● Task prompt
Treat the line containing "Put a marker on every instance of the white foam" as the first line and the final line of the material below as the last; reproduce that range exactly.

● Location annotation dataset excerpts
## start

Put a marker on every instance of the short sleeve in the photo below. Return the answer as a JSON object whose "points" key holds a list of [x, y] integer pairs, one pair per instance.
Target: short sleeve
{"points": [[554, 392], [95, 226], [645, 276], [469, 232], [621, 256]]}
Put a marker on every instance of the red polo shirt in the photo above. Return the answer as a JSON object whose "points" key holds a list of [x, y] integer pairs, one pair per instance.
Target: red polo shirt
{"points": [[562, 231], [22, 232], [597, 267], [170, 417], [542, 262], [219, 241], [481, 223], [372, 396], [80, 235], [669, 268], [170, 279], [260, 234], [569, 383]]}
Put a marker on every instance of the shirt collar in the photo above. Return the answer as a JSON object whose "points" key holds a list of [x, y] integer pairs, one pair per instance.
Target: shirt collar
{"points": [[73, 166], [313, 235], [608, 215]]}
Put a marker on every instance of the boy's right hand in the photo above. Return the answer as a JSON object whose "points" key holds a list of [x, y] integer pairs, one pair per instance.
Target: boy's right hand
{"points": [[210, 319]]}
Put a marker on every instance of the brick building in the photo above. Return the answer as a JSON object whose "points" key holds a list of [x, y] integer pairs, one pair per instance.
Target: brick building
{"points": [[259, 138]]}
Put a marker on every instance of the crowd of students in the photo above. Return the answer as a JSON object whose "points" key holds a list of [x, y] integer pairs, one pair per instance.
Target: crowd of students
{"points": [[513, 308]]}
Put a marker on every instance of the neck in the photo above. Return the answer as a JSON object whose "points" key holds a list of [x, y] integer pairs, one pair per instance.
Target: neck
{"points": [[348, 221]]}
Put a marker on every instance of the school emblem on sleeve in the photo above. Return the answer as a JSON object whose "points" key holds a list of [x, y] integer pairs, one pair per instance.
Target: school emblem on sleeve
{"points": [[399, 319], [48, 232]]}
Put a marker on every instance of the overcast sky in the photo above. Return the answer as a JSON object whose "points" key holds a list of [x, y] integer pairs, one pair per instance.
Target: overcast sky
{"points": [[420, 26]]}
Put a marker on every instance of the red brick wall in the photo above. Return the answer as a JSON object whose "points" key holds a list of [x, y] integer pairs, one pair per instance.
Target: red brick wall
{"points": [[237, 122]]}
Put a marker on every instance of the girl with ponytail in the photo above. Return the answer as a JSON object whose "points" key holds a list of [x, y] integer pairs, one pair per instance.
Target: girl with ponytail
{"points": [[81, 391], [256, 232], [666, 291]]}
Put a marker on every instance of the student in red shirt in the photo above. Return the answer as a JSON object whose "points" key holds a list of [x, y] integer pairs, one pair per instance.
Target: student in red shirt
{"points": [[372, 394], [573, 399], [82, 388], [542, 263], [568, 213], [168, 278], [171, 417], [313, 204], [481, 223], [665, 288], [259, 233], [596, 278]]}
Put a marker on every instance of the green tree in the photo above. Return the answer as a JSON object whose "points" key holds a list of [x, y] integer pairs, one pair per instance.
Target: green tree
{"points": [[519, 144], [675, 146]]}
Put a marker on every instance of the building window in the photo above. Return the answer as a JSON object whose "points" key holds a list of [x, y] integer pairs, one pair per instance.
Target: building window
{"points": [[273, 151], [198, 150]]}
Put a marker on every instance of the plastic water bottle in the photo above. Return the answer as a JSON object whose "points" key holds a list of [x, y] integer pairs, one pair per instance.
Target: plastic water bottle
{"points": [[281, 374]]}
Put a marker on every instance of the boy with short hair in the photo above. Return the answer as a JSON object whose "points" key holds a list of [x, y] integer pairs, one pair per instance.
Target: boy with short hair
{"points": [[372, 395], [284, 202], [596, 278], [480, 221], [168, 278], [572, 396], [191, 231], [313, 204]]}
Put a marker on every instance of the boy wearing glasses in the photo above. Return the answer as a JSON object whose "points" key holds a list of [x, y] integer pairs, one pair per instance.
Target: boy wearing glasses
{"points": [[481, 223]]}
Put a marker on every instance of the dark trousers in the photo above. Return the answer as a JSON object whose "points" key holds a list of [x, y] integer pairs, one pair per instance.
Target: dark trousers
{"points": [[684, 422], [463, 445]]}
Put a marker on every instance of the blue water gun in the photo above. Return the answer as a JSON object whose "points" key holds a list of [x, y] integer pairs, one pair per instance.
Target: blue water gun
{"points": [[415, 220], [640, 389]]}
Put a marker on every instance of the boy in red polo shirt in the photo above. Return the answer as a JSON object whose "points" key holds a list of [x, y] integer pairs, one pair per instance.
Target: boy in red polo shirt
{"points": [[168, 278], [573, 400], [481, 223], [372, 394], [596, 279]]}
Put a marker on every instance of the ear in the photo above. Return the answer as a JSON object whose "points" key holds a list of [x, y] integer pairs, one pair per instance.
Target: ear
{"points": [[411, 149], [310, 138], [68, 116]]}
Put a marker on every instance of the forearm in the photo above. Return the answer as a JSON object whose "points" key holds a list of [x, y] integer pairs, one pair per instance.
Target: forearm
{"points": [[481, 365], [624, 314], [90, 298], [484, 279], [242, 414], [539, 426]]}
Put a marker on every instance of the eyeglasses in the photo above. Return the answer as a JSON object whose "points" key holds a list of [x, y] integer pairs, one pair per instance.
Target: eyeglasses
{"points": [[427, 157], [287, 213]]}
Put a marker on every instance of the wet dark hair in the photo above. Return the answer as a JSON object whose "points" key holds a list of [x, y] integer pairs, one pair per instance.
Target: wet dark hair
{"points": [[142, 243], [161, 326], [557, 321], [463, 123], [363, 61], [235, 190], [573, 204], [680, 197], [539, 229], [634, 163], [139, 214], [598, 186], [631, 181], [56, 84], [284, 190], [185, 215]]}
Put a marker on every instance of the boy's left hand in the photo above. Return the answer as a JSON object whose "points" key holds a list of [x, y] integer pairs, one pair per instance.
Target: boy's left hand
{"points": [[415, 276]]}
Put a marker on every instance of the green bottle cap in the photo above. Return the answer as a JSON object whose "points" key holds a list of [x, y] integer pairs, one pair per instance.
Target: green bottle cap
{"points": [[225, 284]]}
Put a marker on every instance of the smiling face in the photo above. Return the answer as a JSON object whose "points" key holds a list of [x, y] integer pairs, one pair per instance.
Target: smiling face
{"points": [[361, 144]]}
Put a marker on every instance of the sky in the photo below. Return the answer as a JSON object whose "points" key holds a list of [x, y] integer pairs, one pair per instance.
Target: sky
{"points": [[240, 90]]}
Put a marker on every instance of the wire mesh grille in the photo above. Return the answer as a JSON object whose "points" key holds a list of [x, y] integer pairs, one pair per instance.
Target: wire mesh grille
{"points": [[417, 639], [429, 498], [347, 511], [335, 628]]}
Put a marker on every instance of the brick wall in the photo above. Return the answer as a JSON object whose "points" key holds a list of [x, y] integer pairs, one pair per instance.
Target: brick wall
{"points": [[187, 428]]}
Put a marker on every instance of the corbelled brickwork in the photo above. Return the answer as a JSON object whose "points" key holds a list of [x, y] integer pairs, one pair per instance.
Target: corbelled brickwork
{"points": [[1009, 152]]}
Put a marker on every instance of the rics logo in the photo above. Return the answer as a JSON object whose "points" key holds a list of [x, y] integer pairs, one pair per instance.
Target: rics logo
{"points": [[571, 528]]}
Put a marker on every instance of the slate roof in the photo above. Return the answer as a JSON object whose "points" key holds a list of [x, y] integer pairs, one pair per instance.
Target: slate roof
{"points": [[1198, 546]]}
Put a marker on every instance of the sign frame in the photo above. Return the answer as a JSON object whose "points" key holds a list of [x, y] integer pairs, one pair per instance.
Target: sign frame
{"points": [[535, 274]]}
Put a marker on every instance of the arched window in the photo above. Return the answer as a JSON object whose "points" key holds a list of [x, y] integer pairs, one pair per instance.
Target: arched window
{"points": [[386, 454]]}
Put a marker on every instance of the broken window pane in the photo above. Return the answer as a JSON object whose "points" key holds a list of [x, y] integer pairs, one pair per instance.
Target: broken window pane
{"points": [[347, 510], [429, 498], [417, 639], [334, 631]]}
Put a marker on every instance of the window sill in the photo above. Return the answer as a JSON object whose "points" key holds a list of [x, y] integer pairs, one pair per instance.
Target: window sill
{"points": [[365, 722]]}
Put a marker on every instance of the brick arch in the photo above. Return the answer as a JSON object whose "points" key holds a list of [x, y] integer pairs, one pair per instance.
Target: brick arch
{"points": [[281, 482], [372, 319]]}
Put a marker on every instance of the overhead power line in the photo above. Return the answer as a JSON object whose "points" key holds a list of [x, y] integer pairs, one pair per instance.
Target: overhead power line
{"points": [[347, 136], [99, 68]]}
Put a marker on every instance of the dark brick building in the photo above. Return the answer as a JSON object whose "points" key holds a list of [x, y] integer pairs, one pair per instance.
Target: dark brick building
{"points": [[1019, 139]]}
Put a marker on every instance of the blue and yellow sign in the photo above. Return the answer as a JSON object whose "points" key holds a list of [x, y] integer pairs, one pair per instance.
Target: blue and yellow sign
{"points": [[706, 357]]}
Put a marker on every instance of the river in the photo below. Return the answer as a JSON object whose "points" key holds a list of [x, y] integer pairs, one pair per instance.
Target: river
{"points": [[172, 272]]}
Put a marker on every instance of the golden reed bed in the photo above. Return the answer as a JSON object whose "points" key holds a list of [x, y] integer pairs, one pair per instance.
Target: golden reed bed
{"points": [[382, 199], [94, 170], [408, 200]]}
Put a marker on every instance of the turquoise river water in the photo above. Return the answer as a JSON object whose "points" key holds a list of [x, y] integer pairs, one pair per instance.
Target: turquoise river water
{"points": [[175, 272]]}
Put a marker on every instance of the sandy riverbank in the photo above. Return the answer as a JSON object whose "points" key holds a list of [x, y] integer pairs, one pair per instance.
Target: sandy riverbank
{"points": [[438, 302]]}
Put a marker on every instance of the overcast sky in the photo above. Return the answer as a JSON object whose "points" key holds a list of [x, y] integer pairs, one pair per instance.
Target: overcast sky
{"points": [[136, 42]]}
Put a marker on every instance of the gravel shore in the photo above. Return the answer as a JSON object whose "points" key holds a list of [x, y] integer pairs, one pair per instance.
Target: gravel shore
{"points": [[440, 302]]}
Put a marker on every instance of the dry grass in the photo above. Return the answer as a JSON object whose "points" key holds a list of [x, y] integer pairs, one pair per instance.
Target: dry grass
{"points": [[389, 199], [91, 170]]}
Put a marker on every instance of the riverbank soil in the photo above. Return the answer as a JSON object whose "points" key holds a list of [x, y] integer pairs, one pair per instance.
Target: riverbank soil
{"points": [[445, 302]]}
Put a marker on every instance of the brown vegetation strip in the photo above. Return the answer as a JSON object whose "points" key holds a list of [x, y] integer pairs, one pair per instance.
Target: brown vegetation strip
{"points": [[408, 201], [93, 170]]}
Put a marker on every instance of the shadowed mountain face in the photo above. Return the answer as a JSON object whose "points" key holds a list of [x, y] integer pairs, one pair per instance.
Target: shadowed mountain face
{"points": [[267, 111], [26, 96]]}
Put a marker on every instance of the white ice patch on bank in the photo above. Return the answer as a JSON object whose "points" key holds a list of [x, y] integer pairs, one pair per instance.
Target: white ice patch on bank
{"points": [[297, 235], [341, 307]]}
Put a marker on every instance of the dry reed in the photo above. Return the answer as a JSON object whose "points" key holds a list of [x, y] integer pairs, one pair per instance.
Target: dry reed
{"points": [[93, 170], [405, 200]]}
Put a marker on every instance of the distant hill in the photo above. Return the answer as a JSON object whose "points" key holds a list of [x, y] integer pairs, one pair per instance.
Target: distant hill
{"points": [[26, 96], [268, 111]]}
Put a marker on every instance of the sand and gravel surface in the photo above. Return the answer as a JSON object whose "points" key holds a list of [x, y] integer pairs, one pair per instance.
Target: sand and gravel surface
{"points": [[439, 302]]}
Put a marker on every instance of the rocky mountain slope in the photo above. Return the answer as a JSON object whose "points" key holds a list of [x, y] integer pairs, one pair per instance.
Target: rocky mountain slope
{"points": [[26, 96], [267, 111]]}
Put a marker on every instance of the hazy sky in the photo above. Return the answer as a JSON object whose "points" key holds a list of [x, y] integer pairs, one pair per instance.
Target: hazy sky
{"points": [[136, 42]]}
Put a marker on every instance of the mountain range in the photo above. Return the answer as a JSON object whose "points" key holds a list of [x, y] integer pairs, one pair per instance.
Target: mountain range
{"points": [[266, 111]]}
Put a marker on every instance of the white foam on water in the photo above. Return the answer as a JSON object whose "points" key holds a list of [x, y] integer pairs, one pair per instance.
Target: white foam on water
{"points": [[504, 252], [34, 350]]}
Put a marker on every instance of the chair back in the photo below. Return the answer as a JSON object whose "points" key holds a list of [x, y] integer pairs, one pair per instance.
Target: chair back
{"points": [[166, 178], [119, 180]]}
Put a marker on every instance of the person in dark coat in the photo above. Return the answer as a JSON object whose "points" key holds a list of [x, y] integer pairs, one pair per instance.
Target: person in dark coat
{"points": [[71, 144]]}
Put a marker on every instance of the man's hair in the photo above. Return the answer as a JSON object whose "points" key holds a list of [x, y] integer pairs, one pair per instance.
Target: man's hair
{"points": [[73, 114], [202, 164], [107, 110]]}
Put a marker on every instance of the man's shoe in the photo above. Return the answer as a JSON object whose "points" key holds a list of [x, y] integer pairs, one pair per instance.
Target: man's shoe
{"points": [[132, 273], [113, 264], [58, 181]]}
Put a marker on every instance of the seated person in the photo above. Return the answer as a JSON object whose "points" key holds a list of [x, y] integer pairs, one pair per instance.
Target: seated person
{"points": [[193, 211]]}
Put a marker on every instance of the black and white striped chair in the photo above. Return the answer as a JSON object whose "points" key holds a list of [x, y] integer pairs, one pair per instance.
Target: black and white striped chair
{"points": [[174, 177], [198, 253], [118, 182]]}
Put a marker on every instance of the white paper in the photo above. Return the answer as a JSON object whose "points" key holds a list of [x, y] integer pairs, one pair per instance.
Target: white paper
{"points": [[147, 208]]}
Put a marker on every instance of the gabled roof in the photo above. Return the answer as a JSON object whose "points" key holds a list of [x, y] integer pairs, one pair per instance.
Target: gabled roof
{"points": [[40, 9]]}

## end

● Answer to this task
Put a marker on every instance of the white foam on water in the photo above. Return the answer as a JSON object whose "points" key holds a list of [x, y] integer pairs, one pair per instance.
Target: white foam on water
{"points": [[504, 252], [34, 350]]}
Put a marker on every instance of the chair back in the photo below. Return the answer as a JSON object whose "points" key holds a list of [x, y] integer pairs, one pair per instance.
Target: chair back
{"points": [[166, 178], [119, 180]]}
Put a marker on every instance of the person in dark coat in the photo above. Return the answer as a JSON object whose "points" key holds a list of [x, y] integer pairs, one pair per instance.
Target: person in dark coat
{"points": [[71, 144]]}
Put a marker on every instance of the man's hair in the photo above. Return the answer as a JSON object whose "points" key holds a list of [x, y] integer pairs, one pair per instance.
Target: man's hair
{"points": [[73, 114], [202, 164], [107, 110]]}
Put a marker on every instance of the man's shoe in the photo above. Return the answer as a JSON object whose "points" key holds a list of [x, y] integer pairs, one pair per instance.
Target: man's shoe
{"points": [[132, 273], [113, 264], [58, 181]]}
Put a marker on every instance of the seated person in the photo above. Return the answer as a JSON object whose "points" key holds a list of [x, y] integer pairs, one pair per instance.
Target: seated person
{"points": [[193, 211]]}
Put a marker on every instance of the black and white striped chair in the photo above. Return the answer as a JSON object whose "points" key holds a list of [x, y] integer pairs, one pair per instance.
Target: black and white striped chair
{"points": [[174, 177], [198, 253], [118, 182]]}
Put a marker on every instance of the white paper in the photo above. Return the answer as a JSON object whose "points" key holds a list of [x, y] integer pairs, one pair per instance.
Target: white paper
{"points": [[147, 208]]}
Put a marker on every instance of the gabled roof in the photo above. Return the answer as a JSON object whose "points" key holds a list of [x, y] integer pairs, one pair per instance.
Target: gabled roof
{"points": [[40, 9]]}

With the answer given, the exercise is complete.